With the attention of educators across the country focused on STEM, the 2012 Summer Olympics provide a perfect opportunity to create new tools for science teachers. NBC Learn, NSF, and NSTA have partnered to create Science of the Summer Olympics videos with connected lesson plans that will help students apply both the concepts of science and engineering design. The series is available cost-free on www.NBCLearn.com and www.NSF.gov.
This installment, The Biomechanics of Usain Bolt, focuses on the interaction of knowledge of body systems and application of engineering design processes. In the science classroom, bioengineering is typically connected to work with genes. But the field encompasses a much broader stroke and the video gives students an inside look at how mechanical engineers no longer study only aspects of machinery.
If you’ve used the Science of… series in the past, you’ll notice a change in the lesson plan format. The lesson plans are based loosely on the research of Brian Hand at the University of Iowa, whose science writing heuristic fosters within students a more complete understanding of science concepts. The lesson plans use the videos as springboards to help you involve your students in developing their own questions to explore with liberal use of prompts to keep students focused during their investigations. The depth and complexity of the inquiry falls out of the grade level, background knowledge, and creativity of your students. Although the strategy can be used with elementary students through college-level, the videos and lesson plans are expected to be most successful with middle- and high-school students. A quick search in the NSTA Science Store will give you additional resources on the science writing heuristic.
You may not need another hands-on strategy, but take a look at the lesson plans anyway. Included are ideas for how to incorporate the videos into your own lessons as well as background and timing on the video segments. Then, be sure to let us know how they work for you in real classroom situations. And if you had to make significant changes to a lesson, we’d love to see what you did differently, as well as why you made the changes. Leave a comment, and we’ll get in touch with you with submission information. After all, inquiring minds want to know!
–Judy Elgin Jensen
Photo courtesy of Activ i Oslo.
In “The Biomechanics of Usain Bolt,” Mechanical engineers Dr. Anette Hosoi (Massachusetts Institute of Technology) and Samuel Hamner (Stanford University) study Usain Bolt’s physical structure to help determine how he is able to run so fast. Their findings might enable them to develop solutions for people with movement disorders or to optimize the performance of athletes.
Two versions of the lesson plans help students build background and develop a question about Usain Bolt, how a movement might be improved, or how bones and muscles work together. Both includes strategies to support students in their own quest for answers and strategies for a more focused approach that helps all students participate in hands-on inquiry.
SOTSO: The Biomechanics of Usain Bolt models how students might investigate factors how bones and muscles work together and how muscle strength impacts an action.
SOTSO: The Biomechanics of Usain Bolt, An Engineering Perspective models how students might apply what they learn in the video or other sources about analyzing actions or how movement might be improved through redesign.

::::::

• _What you need to do_
1. Repeat the passage from the Science of the Summer Olympics post between "SOTSO: The Biomechanics of Usain Bolt, An" and "improved through redesign.", inclusive.
2. Based on the Science of the Summer Olympics post, decide whether each statement is true. Answer yes or no, and quote the words from the post that settle it.
(a) The video series can be viewed at no cost on www.NBCLearn.com and www.NSF.gov.
(b) The videos and lesson plans are expected to work best with elementary students.
(c) Samuel Hamner is affiliated with the Massachusetts Institute of Technology.
3. Name every university that appears in the Science of the Summer Olympics post.

::::::

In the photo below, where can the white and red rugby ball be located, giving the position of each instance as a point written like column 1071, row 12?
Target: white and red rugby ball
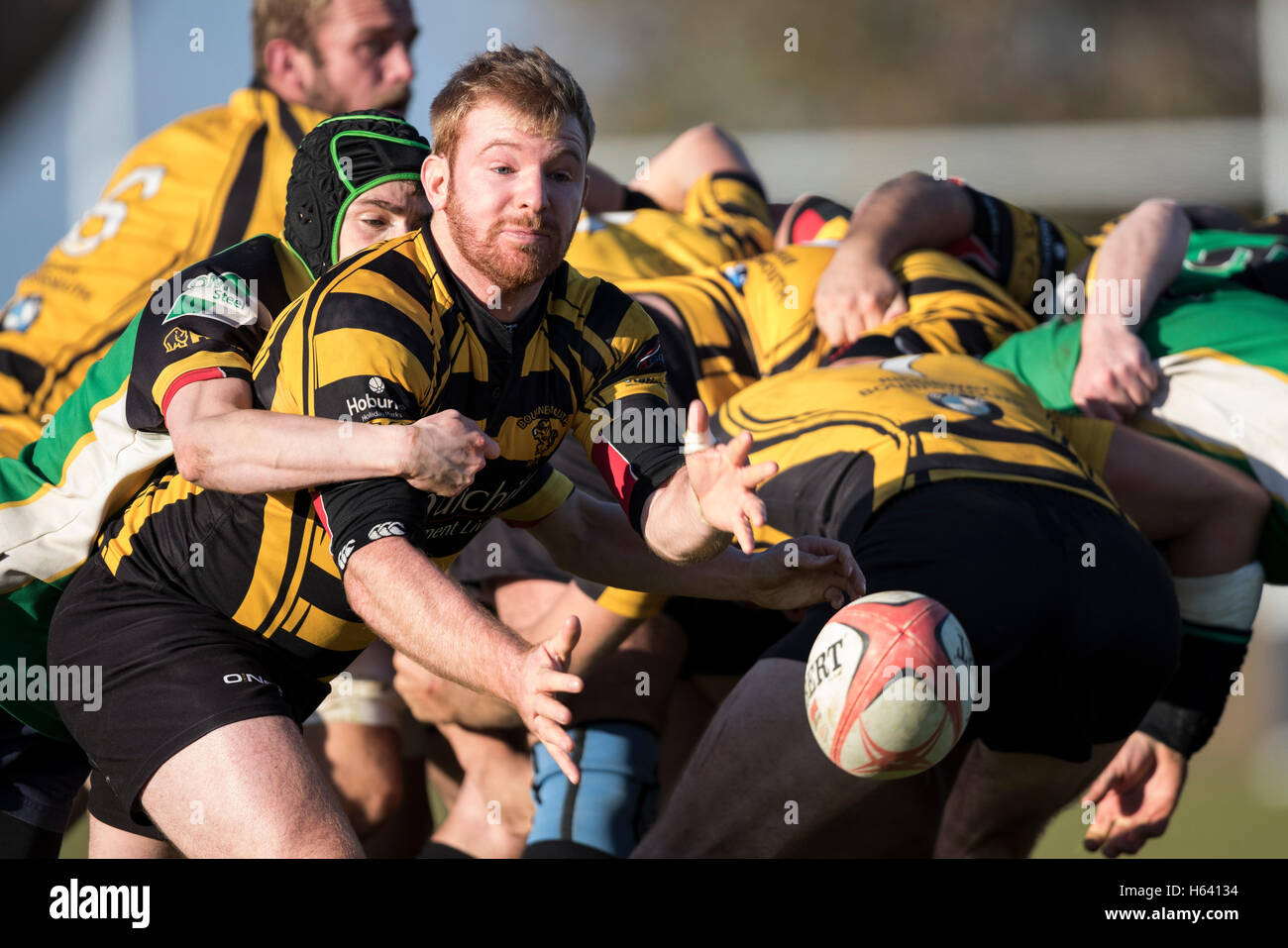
column 883, row 687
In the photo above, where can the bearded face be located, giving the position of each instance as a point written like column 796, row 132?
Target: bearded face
column 511, row 197
column 513, row 253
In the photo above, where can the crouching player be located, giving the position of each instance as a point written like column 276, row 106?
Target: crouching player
column 948, row 478
column 178, row 380
column 1202, row 368
column 292, row 584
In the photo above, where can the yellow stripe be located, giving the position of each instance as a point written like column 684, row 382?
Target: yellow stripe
column 198, row 360
column 172, row 491
column 545, row 501
column 364, row 352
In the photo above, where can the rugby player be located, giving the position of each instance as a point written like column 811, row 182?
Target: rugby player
column 1175, row 389
column 181, row 371
column 741, row 324
column 476, row 312
column 698, row 202
column 1215, row 343
column 196, row 187
column 990, row 514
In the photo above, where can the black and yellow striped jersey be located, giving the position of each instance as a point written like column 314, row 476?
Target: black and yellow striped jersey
column 755, row 317
column 850, row 437
column 387, row 338
column 207, row 322
column 725, row 218
column 1022, row 252
column 200, row 184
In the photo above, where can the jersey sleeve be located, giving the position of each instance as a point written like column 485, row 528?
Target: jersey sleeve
column 1019, row 249
column 204, row 327
column 733, row 207
column 625, row 421
column 355, row 373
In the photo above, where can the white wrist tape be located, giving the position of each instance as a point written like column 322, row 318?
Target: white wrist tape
column 695, row 442
column 1229, row 599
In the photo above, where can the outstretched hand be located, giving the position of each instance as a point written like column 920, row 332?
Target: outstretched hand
column 1134, row 796
column 804, row 571
column 724, row 481
column 1116, row 375
column 544, row 673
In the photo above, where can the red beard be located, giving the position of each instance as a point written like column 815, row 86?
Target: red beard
column 509, row 265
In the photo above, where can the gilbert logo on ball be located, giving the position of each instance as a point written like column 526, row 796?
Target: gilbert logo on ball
column 887, row 685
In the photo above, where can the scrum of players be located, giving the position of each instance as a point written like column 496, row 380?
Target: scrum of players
column 483, row 472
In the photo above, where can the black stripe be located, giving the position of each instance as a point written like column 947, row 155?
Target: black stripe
column 923, row 285
column 973, row 338
column 745, row 176
column 804, row 350
column 925, row 464
column 343, row 311
column 26, row 369
column 760, row 443
column 299, row 520
column 734, row 325
column 566, row 818
column 983, row 429
column 286, row 120
column 240, row 202
column 406, row 275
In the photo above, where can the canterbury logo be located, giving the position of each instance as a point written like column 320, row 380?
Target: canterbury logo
column 389, row 528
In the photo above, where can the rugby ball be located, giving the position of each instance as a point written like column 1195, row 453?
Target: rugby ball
column 888, row 685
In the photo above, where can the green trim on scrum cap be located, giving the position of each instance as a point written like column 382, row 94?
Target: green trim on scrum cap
column 353, row 196
column 360, row 133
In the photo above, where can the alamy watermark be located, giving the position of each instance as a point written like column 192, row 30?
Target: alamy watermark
column 67, row 683
column 940, row 683
column 1068, row 295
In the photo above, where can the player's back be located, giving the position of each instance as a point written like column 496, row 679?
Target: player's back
column 205, row 181
column 850, row 438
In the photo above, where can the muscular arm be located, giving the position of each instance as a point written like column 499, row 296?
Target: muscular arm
column 1137, row 261
column 910, row 211
column 857, row 291
column 437, row 700
column 424, row 614
column 224, row 445
column 695, row 154
column 593, row 540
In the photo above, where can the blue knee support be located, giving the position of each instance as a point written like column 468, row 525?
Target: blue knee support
column 616, row 800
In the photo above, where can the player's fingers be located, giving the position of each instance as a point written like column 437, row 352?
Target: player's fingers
column 550, row 733
column 562, row 643
column 550, row 681
column 565, row 762
column 815, row 561
column 1127, row 841
column 1104, row 782
column 854, row 324
column 898, row 305
column 550, row 708
column 738, row 450
column 1100, row 408
column 758, row 473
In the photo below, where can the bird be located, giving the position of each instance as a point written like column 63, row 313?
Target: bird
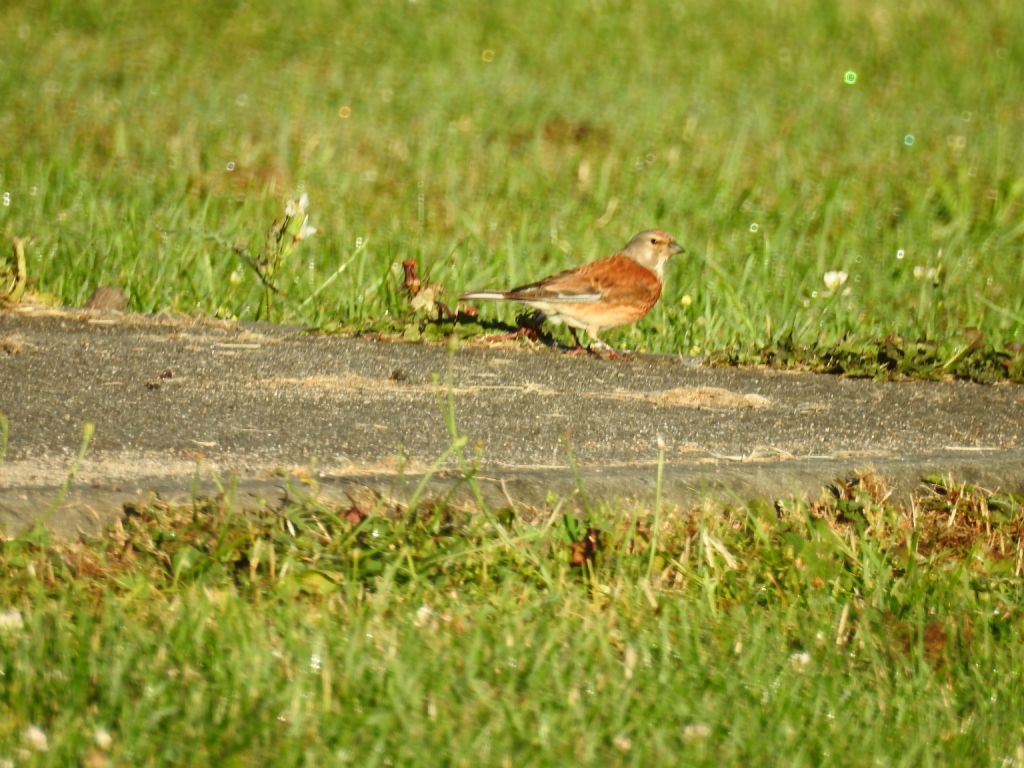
column 617, row 290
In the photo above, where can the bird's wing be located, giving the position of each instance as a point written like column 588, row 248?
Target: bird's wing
column 614, row 279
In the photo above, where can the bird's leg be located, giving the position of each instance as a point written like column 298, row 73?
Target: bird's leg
column 579, row 348
column 528, row 326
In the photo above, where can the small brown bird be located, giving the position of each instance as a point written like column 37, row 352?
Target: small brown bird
column 610, row 292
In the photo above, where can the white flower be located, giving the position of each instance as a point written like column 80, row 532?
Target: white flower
column 800, row 659
column 297, row 207
column 835, row 279
column 102, row 738
column 694, row 731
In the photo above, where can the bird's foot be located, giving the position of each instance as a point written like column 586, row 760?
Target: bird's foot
column 523, row 332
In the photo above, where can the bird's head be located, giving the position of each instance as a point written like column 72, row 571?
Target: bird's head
column 651, row 249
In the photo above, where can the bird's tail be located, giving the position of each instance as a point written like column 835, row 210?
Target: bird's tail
column 483, row 295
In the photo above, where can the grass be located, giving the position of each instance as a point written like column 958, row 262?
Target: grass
column 495, row 144
column 851, row 631
column 152, row 146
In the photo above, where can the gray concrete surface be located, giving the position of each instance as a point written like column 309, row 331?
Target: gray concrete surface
column 179, row 404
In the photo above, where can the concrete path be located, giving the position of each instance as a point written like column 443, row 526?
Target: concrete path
column 180, row 404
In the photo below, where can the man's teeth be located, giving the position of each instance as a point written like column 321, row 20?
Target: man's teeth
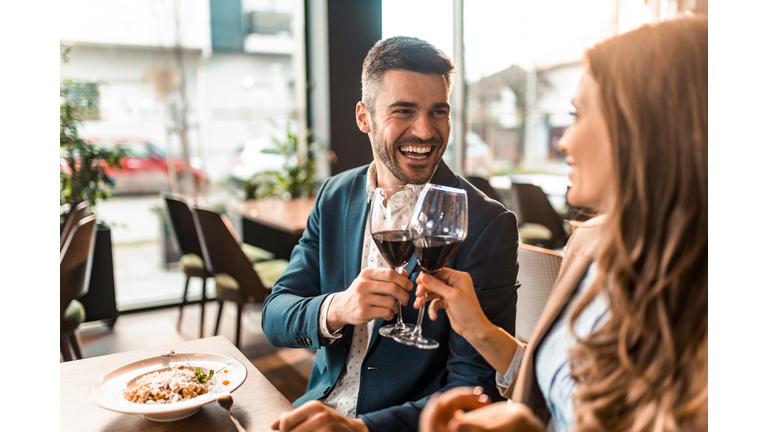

::::::

• _Solutions to the problems_
1.
SOTSO: The Biomechanics of Usain Bolt, An Engineering Perspective models how students might apply what they learn in the video or other sources about analyzing actions or how movement might be improved through redesign.

2.
(a) Yes: "The series is available cost-free on www.NBCLearn.com and www.NSF.gov."
(b) No: "the videos and lesson plans are expected to be most successful with middle- and high-school students."
(c) No: "Samuel Hamner (Stanford University)"

3.
University of Iowa
Massachusetts Institute of Technology
Stanford University